==== Records shown ====

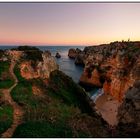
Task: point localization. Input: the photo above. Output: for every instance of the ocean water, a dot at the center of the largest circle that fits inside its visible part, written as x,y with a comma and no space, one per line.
65,63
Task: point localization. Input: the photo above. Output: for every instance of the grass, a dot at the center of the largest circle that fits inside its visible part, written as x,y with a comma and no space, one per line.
6,117
6,79
42,130
49,115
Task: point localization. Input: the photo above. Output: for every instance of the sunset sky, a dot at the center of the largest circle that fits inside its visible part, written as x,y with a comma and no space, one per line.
68,23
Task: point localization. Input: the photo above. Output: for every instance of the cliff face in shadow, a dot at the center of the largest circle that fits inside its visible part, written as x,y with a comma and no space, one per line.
114,66
129,113
53,105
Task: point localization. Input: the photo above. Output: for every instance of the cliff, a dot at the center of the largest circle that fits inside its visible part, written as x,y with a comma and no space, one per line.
114,66
128,113
41,69
33,63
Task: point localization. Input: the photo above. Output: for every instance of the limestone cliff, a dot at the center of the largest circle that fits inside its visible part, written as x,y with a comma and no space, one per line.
41,69
114,66
129,113
33,63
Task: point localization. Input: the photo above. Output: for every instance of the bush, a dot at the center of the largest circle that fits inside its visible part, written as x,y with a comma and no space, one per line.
6,80
6,117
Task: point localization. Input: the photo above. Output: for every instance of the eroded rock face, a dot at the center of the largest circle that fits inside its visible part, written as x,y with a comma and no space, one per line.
114,66
129,112
72,53
41,69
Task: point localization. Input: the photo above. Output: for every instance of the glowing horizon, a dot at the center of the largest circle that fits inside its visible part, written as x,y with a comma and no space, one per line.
68,23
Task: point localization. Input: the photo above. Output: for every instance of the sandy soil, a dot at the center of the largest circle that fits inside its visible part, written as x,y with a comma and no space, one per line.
107,107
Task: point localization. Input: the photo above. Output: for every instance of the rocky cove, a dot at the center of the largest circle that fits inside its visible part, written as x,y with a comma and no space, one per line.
50,99
115,69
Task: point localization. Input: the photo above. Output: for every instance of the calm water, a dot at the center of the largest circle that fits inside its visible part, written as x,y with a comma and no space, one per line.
65,64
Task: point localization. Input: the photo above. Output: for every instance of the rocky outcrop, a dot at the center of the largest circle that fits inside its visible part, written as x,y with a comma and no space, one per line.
41,69
72,53
129,113
114,66
90,79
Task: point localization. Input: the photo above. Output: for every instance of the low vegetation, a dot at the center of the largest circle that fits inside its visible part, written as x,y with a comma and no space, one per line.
52,113
6,80
6,117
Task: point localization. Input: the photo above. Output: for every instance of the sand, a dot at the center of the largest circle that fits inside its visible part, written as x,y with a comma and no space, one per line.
108,108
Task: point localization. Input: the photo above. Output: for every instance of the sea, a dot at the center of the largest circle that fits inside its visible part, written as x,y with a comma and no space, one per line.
66,64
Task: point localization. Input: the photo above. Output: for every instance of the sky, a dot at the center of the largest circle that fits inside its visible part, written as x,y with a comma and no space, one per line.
68,23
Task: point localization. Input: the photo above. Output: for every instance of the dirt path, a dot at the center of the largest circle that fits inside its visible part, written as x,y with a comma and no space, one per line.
108,108
18,112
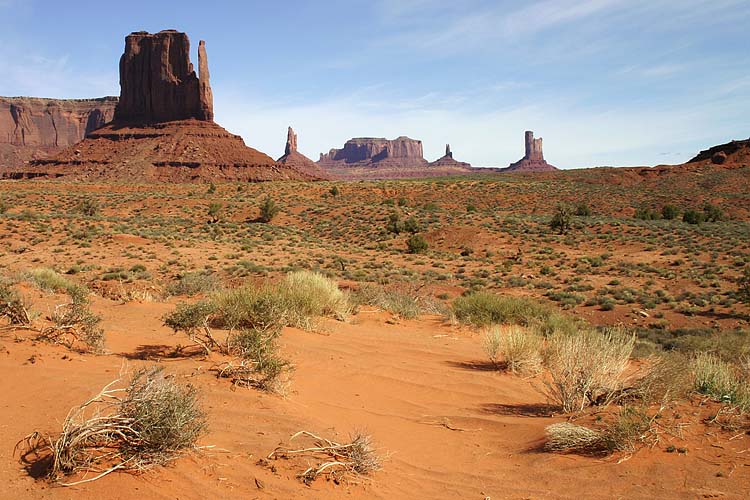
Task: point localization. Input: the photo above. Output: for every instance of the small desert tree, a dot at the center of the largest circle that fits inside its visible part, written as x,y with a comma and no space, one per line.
562,219
743,285
88,207
416,244
268,209
215,212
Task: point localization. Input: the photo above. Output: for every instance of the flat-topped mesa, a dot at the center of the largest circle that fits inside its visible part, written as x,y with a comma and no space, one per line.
370,151
157,80
448,161
291,142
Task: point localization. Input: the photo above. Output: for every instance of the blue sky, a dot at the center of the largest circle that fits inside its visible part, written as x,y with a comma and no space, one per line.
605,82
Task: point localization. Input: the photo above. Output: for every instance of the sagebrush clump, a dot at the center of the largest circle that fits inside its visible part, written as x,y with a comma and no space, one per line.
150,421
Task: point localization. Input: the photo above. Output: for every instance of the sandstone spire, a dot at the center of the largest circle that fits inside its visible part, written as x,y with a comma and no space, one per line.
204,84
291,142
157,80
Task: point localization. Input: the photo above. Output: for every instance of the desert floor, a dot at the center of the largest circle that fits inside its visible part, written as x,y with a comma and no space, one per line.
448,424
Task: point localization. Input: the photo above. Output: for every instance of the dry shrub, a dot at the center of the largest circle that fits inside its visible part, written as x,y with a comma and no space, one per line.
721,380
12,306
668,378
485,308
309,295
586,368
149,422
258,363
519,348
74,323
629,428
338,461
193,283
492,344
565,437
402,304
49,280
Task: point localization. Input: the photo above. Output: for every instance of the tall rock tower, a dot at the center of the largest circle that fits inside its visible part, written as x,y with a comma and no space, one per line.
533,147
157,80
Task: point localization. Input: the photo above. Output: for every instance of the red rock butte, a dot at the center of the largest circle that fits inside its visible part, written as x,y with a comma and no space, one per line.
533,160
294,158
163,126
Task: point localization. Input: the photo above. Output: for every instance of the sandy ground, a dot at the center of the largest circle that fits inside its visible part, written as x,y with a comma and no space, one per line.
447,426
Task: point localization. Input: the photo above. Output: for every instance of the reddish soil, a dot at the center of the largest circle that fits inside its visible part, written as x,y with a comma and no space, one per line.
178,151
448,427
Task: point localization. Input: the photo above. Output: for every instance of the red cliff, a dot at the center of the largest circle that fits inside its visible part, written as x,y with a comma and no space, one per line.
533,160
33,127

====

— Exercise —
Repeat the line containing "sandy ground, a" and all subsequent lines through the final line of the data, exactly and with no others.

— Written response —
Task: point localization. Input: the photo above. Output: for every instance of the sandy ground, a dot at the center of the largest circle that fits inside its visible part, written as x,y with a comma and no space, one per line.
447,426
Task: point localization. Input: the photo above. Output: for every instance of the reddish soil, a dot at the center of the largest circle that fits inside its visible part, written as x,y with a comma and no space, one per line.
178,151
448,427
Task: point localization. Input: the photo above. Output: for every instance of the red cliff, a dot at the center of the largest circle that fits inside its visible part, written as x,y with a comma and no space, one per line.
533,160
33,127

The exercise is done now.